──────── EXCERPT ────────
Feminist sculptor Rachel Feinstein ’93 gets a major museum retrospective
Columbia College | Columbia University in the City of New York
Feminist sculptor Rachel Feinstein ’93 gets a major museum retrospective
CHRIS SANDERS
Last fall, the first-floor galleries at New York City’s Jewish Museum were filled with tall, curving sculptures made from plywood and foam, enamel and resin. The ambitious structures were the work of artist Rachel Feinstein ’93; the vast retrospective, subtitled “Maiden, Mother, Crone,” was the first survey show of Feinstein’s work held in a U.S. museum.
The exhibition, and its accompanying volume, Rachel Feinstein (Rizzoli, $75), is a record of the decades the sculptor has spent exploring female archetypes. “Over the course of her 25-year career, Feinstein has confronted how women are described, seen and embodied,” writes Kelly Taxter, the museum’s Barnett and Annalee Newman Curator of Contemporary Art, who helped guide the exhibition to completion.
Feinstein isn’t wedded to a single type of material, or even to the medium of sculpture itself. “Maiden, Mother, Crone” includes video, painted mirrors, panoramic wallpaper, even a white 40-ft.-long wall relief. Feinstein has made stunning collages for New York magazine (The Seven Ages of Woman) and a castle-in-ruins runway set for Marc Jacobs’s Fall 2012 show. Underlying all these variations, though, is a single theme: women and the way they’re seen.
As a sculptor, Feinstein was forced to think about gender from the beginning of her career. “When I was just starting and said to someone that I was a female sculptor, they told me, ‘That’s really weird; that’s like a dog that can walk on its hind legs,’” she said in a recent interview with Sculpture magazine. She herself admits to nagging doubts: “I’ve always thought about how being a female sculptor is not natural, in terms of the aggressiveness and the material.” Feinstein is married to painter John Currin; a frequent theme in their media interviews is the gender-flipped aspect of the art they create. His is soft and gentle — stroking the canvas with a fine brush, in a boudoir-like studio — while her man-cave studio is noisy and filled with power tools.
──────── DATA EXTRACT ────────
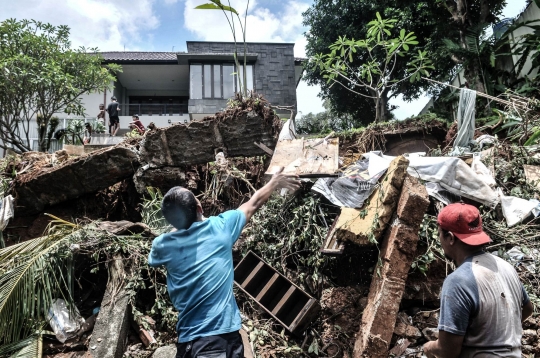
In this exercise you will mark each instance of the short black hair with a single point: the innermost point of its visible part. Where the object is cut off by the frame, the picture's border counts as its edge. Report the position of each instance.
(179, 207)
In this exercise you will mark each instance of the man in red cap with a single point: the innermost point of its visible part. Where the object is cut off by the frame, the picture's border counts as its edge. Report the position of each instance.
(483, 302)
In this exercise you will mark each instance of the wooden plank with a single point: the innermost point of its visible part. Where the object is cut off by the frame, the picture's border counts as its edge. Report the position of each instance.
(332, 245)
(306, 158)
(252, 274)
(267, 287)
(532, 174)
(283, 300)
(302, 321)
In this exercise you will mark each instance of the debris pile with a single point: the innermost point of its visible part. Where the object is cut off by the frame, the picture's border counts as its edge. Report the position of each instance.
(316, 275)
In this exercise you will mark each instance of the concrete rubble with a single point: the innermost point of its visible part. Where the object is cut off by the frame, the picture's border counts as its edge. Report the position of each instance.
(159, 162)
(388, 221)
(365, 226)
(388, 283)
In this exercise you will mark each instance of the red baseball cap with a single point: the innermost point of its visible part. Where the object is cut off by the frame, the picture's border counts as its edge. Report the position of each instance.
(465, 222)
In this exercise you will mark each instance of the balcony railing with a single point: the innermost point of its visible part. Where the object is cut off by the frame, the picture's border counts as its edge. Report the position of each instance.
(153, 109)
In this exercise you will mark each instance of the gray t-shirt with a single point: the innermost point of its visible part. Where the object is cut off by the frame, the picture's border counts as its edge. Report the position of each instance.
(482, 300)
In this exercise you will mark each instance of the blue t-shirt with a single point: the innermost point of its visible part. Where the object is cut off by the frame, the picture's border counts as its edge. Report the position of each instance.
(482, 300)
(200, 274)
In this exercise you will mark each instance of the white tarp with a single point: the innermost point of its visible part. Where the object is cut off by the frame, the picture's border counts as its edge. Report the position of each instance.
(452, 174)
(465, 118)
(515, 209)
(6, 211)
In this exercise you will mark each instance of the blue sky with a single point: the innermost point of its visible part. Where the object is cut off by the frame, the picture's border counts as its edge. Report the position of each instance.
(158, 25)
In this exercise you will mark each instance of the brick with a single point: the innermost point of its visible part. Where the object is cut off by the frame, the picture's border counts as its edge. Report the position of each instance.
(388, 283)
(358, 225)
(413, 201)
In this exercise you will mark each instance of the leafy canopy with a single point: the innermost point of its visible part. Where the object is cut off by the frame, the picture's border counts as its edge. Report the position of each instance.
(40, 74)
(376, 73)
(328, 20)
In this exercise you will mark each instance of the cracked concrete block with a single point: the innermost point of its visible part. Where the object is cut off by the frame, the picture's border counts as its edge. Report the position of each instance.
(165, 352)
(371, 221)
(388, 283)
(162, 178)
(109, 337)
(198, 141)
(73, 178)
(413, 201)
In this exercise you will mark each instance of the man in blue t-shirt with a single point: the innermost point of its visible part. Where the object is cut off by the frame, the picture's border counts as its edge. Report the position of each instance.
(198, 259)
(483, 302)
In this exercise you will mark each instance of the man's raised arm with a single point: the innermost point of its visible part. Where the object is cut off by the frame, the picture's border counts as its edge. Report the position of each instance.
(278, 181)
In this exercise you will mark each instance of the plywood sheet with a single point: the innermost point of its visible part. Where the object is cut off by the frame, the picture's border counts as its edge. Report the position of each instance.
(303, 157)
(532, 173)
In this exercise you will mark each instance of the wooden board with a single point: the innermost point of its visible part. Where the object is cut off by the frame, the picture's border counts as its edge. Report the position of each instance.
(332, 245)
(304, 158)
(532, 173)
(287, 303)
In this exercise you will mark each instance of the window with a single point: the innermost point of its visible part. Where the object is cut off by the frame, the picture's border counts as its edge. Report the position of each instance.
(195, 81)
(228, 81)
(207, 76)
(217, 80)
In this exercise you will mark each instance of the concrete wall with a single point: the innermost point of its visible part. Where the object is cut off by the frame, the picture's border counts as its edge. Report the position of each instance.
(160, 121)
(274, 71)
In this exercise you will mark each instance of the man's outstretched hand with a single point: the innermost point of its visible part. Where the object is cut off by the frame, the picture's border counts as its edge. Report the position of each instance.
(278, 181)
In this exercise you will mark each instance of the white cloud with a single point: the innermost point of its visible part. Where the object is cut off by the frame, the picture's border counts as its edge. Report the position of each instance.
(262, 23)
(94, 23)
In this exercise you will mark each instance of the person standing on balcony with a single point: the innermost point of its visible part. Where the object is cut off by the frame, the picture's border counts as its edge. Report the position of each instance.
(114, 121)
(137, 124)
(101, 114)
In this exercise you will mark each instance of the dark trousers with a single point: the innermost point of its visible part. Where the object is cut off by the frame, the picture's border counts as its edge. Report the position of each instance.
(228, 345)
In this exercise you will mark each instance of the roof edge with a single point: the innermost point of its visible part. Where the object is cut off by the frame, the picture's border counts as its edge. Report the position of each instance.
(247, 43)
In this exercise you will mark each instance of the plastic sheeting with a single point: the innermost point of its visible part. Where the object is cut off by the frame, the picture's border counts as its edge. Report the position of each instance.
(355, 185)
(64, 321)
(6, 211)
(465, 118)
(515, 210)
(452, 174)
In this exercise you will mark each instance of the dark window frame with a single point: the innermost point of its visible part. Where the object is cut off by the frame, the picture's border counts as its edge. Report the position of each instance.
(220, 64)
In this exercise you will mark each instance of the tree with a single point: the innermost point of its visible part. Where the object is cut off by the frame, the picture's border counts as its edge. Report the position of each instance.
(41, 75)
(328, 20)
(470, 18)
(376, 74)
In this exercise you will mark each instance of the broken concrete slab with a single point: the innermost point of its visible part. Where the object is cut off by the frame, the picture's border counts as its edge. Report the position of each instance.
(162, 178)
(199, 141)
(366, 226)
(306, 157)
(411, 206)
(388, 282)
(165, 352)
(109, 337)
(73, 178)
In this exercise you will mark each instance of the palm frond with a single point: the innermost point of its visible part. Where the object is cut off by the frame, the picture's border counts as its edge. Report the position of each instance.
(32, 275)
(151, 212)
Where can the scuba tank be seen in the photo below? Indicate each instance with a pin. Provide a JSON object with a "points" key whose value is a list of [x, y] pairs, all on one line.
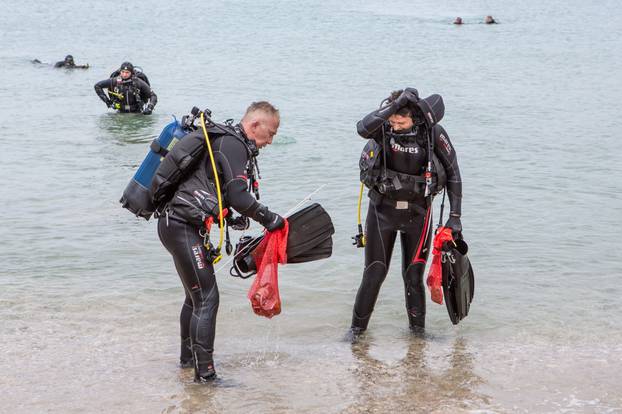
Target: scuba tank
{"points": [[137, 195]]}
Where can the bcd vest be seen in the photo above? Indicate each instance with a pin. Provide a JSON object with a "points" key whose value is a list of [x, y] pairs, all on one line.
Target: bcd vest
{"points": [[375, 175]]}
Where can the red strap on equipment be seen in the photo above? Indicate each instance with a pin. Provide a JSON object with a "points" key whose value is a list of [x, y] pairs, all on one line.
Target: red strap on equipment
{"points": [[435, 274]]}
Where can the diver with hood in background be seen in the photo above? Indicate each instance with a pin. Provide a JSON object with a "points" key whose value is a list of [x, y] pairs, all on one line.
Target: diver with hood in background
{"points": [[127, 92], [403, 178], [69, 63]]}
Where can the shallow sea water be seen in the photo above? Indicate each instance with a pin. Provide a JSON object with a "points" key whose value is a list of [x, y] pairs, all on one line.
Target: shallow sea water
{"points": [[89, 299]]}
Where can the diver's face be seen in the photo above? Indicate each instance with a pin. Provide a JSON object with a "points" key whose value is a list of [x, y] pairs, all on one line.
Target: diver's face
{"points": [[263, 129], [400, 123]]}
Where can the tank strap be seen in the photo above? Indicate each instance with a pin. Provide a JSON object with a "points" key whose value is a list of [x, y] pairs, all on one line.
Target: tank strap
{"points": [[157, 148], [379, 198]]}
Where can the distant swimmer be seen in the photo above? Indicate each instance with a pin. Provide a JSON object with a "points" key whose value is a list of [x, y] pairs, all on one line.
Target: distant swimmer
{"points": [[127, 91], [68, 63]]}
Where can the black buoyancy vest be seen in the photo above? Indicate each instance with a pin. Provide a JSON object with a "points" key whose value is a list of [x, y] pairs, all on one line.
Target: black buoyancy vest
{"points": [[183, 160], [375, 174]]}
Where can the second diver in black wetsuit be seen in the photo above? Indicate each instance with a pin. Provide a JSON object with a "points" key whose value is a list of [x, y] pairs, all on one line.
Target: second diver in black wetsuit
{"points": [[68, 63], [180, 226], [399, 203], [126, 92]]}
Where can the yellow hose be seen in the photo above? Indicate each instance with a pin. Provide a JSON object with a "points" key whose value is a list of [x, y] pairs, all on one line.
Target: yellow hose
{"points": [[358, 216], [220, 216]]}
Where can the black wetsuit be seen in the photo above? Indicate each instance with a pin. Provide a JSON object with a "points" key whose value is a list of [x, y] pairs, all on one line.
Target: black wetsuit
{"points": [[406, 211], [128, 95], [69, 65], [179, 230]]}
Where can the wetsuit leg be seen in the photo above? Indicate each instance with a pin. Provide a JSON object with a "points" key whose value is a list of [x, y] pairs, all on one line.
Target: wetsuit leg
{"points": [[415, 248], [185, 356], [197, 275], [380, 239]]}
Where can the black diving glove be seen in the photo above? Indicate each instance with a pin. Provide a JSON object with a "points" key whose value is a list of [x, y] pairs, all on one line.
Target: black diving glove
{"points": [[239, 223], [271, 221], [455, 225]]}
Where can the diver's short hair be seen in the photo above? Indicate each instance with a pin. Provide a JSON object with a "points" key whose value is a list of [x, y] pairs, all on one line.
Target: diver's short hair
{"points": [[263, 106]]}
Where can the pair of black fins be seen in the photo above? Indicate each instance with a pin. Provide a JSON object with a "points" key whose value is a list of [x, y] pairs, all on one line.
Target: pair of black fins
{"points": [[309, 238], [458, 280]]}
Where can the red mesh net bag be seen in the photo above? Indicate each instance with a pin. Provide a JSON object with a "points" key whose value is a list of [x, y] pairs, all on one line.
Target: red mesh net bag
{"points": [[435, 274], [264, 293]]}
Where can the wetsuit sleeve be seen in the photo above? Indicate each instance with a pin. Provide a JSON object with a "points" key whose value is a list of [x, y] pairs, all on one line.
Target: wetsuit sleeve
{"points": [[446, 153], [231, 157], [146, 93], [371, 125], [99, 90]]}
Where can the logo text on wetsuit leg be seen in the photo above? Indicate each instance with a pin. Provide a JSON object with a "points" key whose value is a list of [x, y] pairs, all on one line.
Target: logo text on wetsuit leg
{"points": [[198, 256]]}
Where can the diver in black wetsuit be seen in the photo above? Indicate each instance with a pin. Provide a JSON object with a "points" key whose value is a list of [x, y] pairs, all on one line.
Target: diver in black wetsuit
{"points": [[403, 130], [180, 226], [126, 92], [68, 63]]}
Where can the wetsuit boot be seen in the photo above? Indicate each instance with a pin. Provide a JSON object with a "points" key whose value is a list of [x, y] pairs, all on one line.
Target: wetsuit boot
{"points": [[203, 364], [359, 325], [185, 356]]}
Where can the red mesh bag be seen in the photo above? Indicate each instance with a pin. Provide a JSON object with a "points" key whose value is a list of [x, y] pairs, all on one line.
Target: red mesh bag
{"points": [[264, 293], [435, 274]]}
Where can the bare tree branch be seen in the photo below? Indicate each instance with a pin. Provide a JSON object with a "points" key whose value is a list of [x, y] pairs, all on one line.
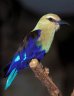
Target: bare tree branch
{"points": [[72, 94]]}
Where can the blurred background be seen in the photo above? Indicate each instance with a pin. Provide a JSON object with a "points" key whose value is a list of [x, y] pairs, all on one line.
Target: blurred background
{"points": [[17, 18]]}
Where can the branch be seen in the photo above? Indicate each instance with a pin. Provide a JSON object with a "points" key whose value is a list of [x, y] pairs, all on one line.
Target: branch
{"points": [[72, 94], [42, 74]]}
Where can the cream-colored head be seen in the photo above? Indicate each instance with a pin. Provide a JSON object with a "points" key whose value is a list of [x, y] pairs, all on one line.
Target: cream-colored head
{"points": [[49, 22]]}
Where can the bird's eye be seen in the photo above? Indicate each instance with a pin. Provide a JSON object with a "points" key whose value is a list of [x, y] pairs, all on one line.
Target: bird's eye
{"points": [[51, 19]]}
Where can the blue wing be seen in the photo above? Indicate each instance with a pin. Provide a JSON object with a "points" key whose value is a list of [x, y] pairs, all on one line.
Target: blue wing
{"points": [[22, 58]]}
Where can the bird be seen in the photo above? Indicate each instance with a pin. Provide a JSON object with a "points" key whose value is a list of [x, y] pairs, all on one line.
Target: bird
{"points": [[35, 45]]}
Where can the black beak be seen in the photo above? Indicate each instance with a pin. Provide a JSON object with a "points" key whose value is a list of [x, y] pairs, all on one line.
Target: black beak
{"points": [[62, 22]]}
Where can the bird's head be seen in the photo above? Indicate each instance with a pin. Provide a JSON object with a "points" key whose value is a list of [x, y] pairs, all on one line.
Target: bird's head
{"points": [[50, 22]]}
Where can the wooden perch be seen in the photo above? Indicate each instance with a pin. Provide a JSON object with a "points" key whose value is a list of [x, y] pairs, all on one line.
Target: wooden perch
{"points": [[43, 75], [72, 94]]}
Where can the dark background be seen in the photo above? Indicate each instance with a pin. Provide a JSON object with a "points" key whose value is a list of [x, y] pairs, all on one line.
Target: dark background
{"points": [[17, 18]]}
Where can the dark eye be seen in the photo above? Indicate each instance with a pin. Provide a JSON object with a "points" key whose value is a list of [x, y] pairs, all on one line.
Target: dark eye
{"points": [[51, 19]]}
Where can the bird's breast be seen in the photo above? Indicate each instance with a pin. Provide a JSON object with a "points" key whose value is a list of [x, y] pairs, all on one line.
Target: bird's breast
{"points": [[45, 40]]}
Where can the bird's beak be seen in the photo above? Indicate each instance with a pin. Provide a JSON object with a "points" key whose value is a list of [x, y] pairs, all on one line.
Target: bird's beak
{"points": [[62, 22]]}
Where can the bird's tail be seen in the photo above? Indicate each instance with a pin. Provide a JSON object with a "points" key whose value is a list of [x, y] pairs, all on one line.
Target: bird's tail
{"points": [[11, 77]]}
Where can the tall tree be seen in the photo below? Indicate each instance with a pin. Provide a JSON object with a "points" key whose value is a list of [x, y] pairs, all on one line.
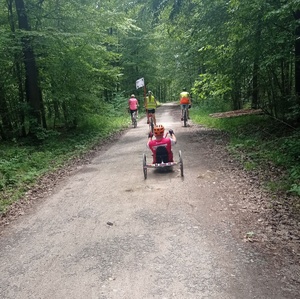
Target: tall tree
{"points": [[33, 91]]}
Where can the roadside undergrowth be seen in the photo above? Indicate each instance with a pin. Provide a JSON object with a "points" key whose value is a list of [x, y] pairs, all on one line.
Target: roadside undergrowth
{"points": [[265, 146], [23, 162]]}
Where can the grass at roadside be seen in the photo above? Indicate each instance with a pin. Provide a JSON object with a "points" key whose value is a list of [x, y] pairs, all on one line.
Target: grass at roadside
{"points": [[21, 163], [259, 141]]}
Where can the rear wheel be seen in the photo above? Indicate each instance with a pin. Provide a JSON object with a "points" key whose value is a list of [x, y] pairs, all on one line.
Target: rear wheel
{"points": [[144, 166], [181, 163]]}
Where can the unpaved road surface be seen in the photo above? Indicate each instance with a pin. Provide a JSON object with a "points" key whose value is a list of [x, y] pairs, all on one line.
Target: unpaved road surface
{"points": [[107, 233]]}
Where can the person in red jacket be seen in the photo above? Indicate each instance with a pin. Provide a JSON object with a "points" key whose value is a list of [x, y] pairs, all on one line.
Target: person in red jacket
{"points": [[161, 146]]}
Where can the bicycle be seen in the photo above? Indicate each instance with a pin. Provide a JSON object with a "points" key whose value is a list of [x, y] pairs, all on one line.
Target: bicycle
{"points": [[162, 164], [185, 117], [151, 123]]}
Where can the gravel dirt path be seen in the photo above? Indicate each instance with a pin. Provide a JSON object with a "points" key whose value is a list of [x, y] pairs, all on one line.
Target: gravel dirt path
{"points": [[104, 232]]}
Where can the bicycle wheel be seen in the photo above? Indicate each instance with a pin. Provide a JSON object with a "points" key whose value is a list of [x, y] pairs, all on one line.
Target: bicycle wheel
{"points": [[144, 166], [185, 117], [181, 163]]}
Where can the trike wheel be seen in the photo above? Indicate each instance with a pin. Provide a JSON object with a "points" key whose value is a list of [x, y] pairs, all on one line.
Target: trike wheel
{"points": [[144, 166], [180, 163]]}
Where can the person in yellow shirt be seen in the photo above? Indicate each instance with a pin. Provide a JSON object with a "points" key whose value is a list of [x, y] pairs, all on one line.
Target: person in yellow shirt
{"points": [[150, 106], [185, 102]]}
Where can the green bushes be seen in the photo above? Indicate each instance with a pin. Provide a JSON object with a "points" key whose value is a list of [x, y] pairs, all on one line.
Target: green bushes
{"points": [[23, 162]]}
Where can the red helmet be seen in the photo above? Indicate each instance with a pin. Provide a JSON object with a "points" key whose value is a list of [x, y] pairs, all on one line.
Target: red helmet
{"points": [[159, 130]]}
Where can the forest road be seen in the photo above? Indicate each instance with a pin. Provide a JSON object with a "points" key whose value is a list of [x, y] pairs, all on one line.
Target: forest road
{"points": [[107, 233]]}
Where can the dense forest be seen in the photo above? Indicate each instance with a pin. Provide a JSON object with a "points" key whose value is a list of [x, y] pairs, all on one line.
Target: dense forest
{"points": [[66, 64], [62, 61]]}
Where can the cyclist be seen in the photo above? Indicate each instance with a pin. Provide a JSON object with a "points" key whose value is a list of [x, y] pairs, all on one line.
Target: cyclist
{"points": [[185, 102], [150, 106], [161, 146], [133, 105]]}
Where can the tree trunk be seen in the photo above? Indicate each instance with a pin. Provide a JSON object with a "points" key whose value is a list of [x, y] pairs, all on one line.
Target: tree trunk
{"points": [[255, 85], [33, 91], [6, 128], [297, 56]]}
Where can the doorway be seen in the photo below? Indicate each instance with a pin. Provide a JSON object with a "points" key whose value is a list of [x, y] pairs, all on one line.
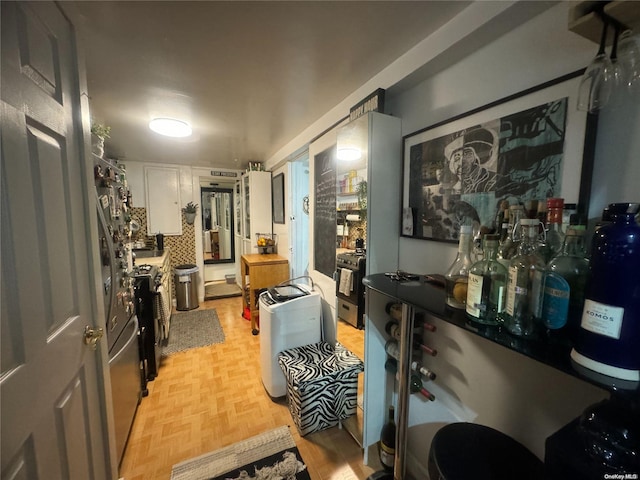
────────
WHAT THE TASK REQUIRES:
From the article on Rachel Feinstein's retrospective, retype the passage starting at "The exhibition, and" and ending at "way they’re seen.". The records have no connection to the text.

SOLUTION FOR THIS TASK:
The exhibition, and its accompanying volume, Rachel Feinstein (Rizzoli, $75), is a record of the decades the sculptor has spent exploring female archetypes. “Over the course of her 25-year career, Feinstein has confronted how women are described, seen and embodied,” writes Kelly Taxter, the museum’s Barnett and Annalee Newman Curator of Contemporary Art, who helped guide the exhibition to completion.
Feinstein isn’t wedded to a single type of material, or even to the medium of sculpture itself. “Maiden, Mother, Crone” includes video, painted mirrors, panoramic wallpaper, even a white 40-ft.-long wall relief. Feinstein has made stunning collages for New York magazine (The Seven Ages of Woman) and a castle-in-ruins runway set for Marc Jacobs’s Fall 2012 show. Underlying all these variations, though, is a single theme: women and the way they’re seen.